▶ _ACTIVITY_
Continue the passage on the patient-centered medical home, picking up after its final sentence.

▶ _TEXT BLOCK_
The personal doctor attends to all the patient’s health care needs, including coordinating with other clinicians and community resources. There is a whole-person orientation toward patients.

“Patients have a long-term partnership with clinicians, not a series of sporadic, hurried visits,” says the NCQA (National Committee for Quality Assurance), a non-profit organization that measures health care quality. 

Care is coordinated between the complex health care system, such as hospitals and nursing homes, and the patient’s community.

Patient-centered means that the patient has enhanced access through expanded hours and electronic communication. It is essential that patients have access to at least someone on their care team with access to their clinical information after office hours, according to a paper published by the Commonwealth Fund. 

Patients participate actively in decisions about their care. 

Improved quality and continuous improvement is another key characteristic of the medical home. Physicians have a mindset to improve patient care, and voluntarily submit to measurement and evaluation. 

The PCMH model didn’t get going until 2008-2009, said Graham. So, a “huge amount of change has occurred in four, five, or six years,” which is “atypical in the way the U.S. heath system changes,’ Graham said.

Cost Savings Elusive

The proponents of patient-centered medicine are convinced that it will bring costs down in addition to providing better quality care, and more patient and provider satisfaction—sometimes referred to as the “triple” aim for outcomes. Under PCMH, less patient hospitalization and need to go to the emergency room, for example, would be expected. 

But proof of savings has been elusive. Meredith Rosenthal, Ph.D., Harvard School of Public Health, said that creating teams that develop new ways of relating to staff at hospitals is a complex change, which will take time, and not to expect instant cost savings. “It’s going to take more than two years before we will instantly have primary care practices reducing hospitalization,” she said.

▶ _DATA EXTRACTS_
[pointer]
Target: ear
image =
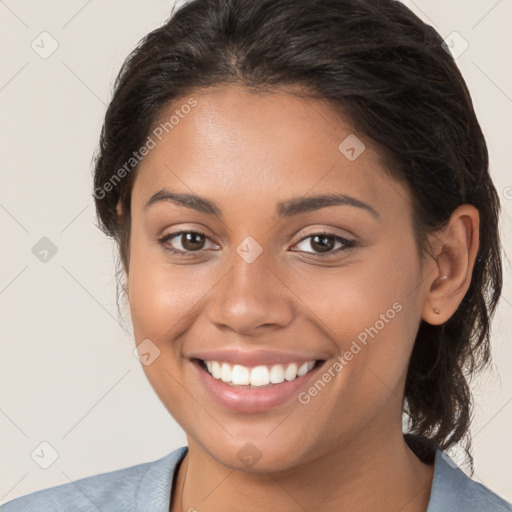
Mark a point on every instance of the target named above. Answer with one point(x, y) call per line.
point(119, 209)
point(456, 247)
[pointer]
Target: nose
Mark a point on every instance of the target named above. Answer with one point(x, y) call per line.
point(251, 299)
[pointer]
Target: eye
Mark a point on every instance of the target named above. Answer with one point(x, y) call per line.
point(325, 244)
point(185, 242)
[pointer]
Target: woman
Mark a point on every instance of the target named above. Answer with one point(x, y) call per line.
point(308, 231)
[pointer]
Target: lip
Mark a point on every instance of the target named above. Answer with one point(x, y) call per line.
point(255, 357)
point(252, 400)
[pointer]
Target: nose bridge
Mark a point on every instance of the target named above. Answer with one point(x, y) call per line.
point(251, 295)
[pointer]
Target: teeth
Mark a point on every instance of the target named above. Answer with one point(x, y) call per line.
point(239, 375)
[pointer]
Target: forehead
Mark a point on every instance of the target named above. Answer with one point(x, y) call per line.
point(246, 149)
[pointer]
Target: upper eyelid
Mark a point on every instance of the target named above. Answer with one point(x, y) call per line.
point(170, 236)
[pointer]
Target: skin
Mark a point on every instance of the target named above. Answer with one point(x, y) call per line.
point(344, 450)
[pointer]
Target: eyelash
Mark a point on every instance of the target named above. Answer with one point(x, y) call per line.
point(348, 244)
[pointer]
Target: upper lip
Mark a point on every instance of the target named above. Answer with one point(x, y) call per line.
point(254, 357)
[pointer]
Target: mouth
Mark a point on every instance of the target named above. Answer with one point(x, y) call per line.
point(255, 389)
point(257, 376)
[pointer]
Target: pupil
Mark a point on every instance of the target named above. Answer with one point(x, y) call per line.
point(192, 241)
point(322, 245)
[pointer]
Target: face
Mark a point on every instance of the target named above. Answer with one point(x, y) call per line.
point(232, 261)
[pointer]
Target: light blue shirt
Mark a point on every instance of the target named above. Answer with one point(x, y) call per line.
point(147, 488)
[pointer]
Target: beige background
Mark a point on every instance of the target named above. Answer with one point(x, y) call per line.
point(68, 375)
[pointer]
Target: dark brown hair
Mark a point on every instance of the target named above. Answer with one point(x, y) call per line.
point(390, 75)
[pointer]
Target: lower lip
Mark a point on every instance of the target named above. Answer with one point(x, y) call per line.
point(252, 400)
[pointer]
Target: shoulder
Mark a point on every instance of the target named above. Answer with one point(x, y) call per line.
point(145, 486)
point(453, 490)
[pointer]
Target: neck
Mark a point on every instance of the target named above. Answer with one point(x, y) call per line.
point(371, 473)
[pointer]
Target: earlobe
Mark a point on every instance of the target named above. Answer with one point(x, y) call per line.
point(457, 249)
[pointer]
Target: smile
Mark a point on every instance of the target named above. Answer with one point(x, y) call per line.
point(258, 376)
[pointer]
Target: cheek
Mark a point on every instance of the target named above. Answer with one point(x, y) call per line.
point(370, 312)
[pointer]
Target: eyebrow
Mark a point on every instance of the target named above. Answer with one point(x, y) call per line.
point(288, 208)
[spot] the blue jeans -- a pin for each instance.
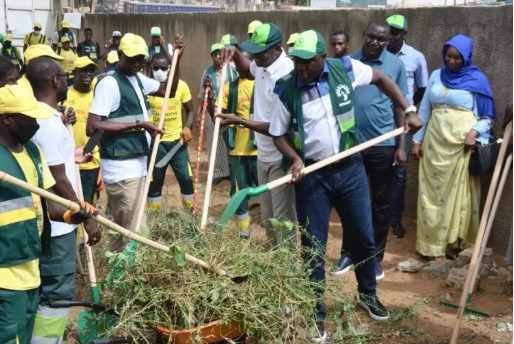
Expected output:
(398, 188)
(345, 187)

▶ _RESPONSE TO THIS TASK_
Cincinnati Pilot Program

PCMH requires a huge cultural shift, as the system is currently “physician-centered,” said Barbara Tobias, M.D. and medical director of the Health Collaborative in Cincinnati, Ohio. Patient-centered means the patient has access outside office hours and is the center of decision-making.

Dr. Tobias was aware that it is unrealistic to expect that independent health plans that cover only their own members could “provide enough resources to transform entire primary care practices and make expanded services available to all patients served by those practices,” according to the Centers for Medicare and Medicaid Services (CMS).

So, Dr. Tobias sought a private-public partnership, including Robert Wood Johnson, and got several healthcare plans—Humana, Anthem, and United Healthcare—to agree to pay for its members a monthly management fee in a pilot study, Cincinnati Medical Home Initiatives, which operates in the Cincinnati-Dayton region. Several team practices were chosen to participate in the pilot program based on their “readiness for change” and “enthusiasm.”

Results show that practices in the Cincinnati Medical Home Initiatives have greater rates of diabetes indicators reporting in the PCMH practices than non-PCMH practices in the community, said Dr. Tobias. Unfortunately, no cost data is available.

Crucial to the success of this initiative is the support given by the Comprehensive Primary Care Initiative, a federal program that began in the fall 2001 and that is coordinated by the CMS Innovation Center. It provides bonus payment incentives to primary care doctors who better coordinate care for their patients. Seven markets are participating: the states of Arkansas, Colorado, New Jersey, Oregon, and regions in New York, Ohio, Kentucky, and Oklahoma. The number of primary care practices participating in this initiative is 500; the number of providers is 2,144, serving an estimated 313,000 Medicare beneficiaries. 

Sean Cavanaugh, acting deputy director of Center for Medicare and Medicaid Innovation at CMS, described several primary care demonstrations that the CMS Innovation Center is supporting, including the Comprehensive Primary Care Initiative. He said that if a model is successful, there is legal authority to expand the duration of the program and expand to the national stage.